__DATASET ENTRIES__.
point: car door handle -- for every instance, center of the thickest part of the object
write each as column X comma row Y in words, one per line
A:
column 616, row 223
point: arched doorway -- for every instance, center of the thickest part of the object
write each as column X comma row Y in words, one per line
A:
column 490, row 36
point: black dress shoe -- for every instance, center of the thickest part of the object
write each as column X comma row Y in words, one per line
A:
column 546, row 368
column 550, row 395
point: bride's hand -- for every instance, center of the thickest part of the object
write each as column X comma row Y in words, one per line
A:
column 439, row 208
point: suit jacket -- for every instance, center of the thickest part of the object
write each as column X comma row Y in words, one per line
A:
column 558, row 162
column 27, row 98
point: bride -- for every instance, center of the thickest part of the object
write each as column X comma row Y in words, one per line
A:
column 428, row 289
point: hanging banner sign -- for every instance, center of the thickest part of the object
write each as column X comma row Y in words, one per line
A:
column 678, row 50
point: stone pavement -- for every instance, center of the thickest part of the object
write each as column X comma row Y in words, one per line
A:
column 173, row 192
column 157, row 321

...

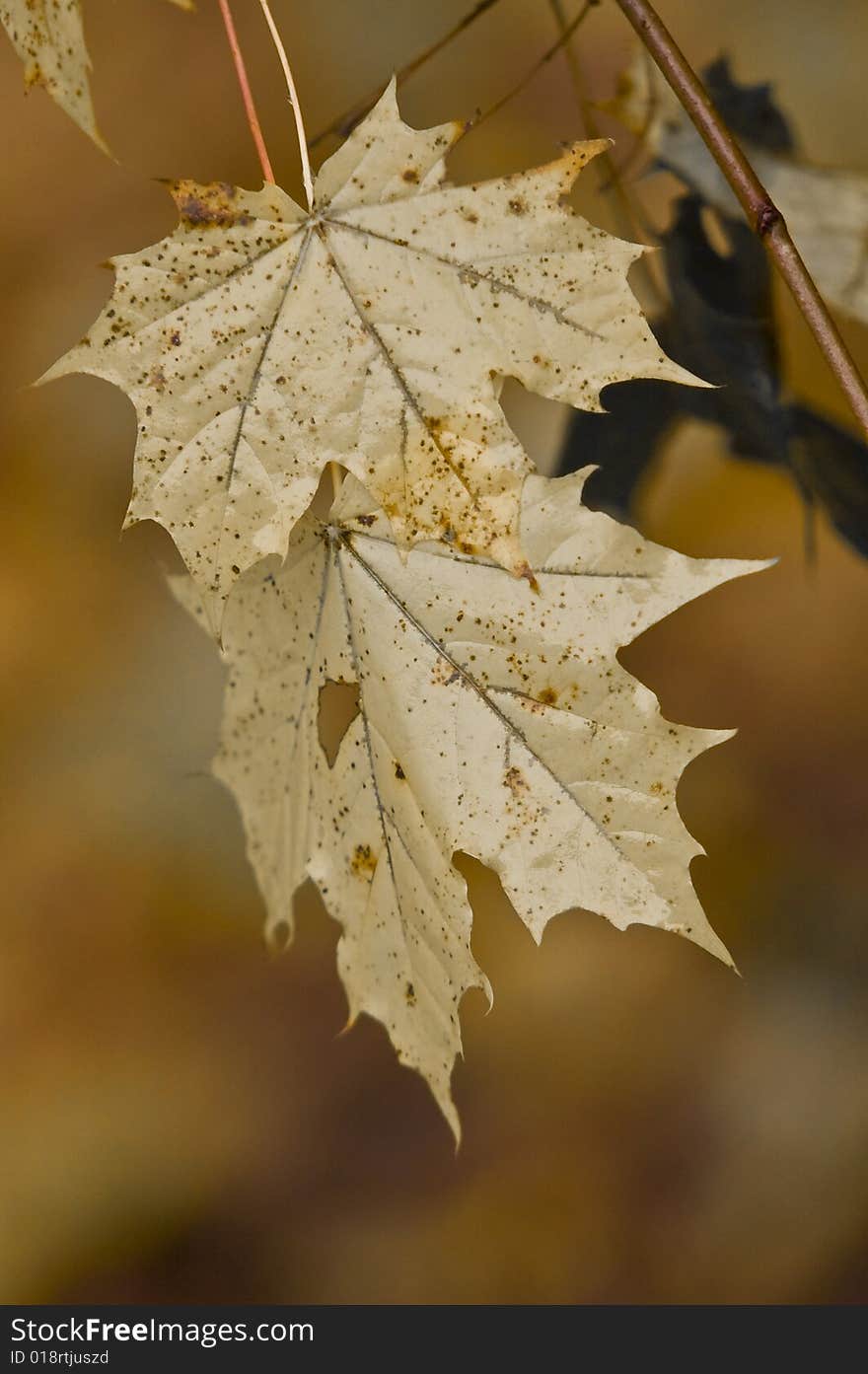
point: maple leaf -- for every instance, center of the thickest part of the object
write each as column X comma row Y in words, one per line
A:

---

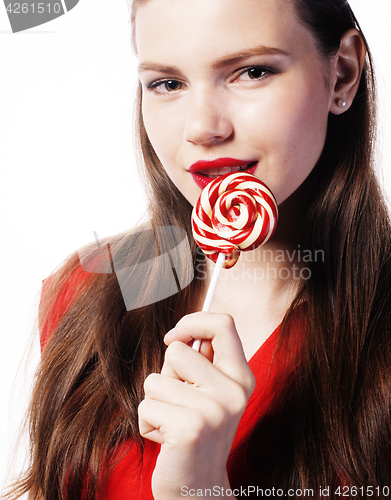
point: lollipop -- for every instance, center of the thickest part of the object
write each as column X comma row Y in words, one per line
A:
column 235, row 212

__TASK BRIEF__. For each line in the data that contains the string "bride", give a copy of that line.

__EXERCISE OUTPUT__.
point: bride's hand -- for every instance, center of the thickest part of the object
point: bride -- for every instance, center of the thickest part of the object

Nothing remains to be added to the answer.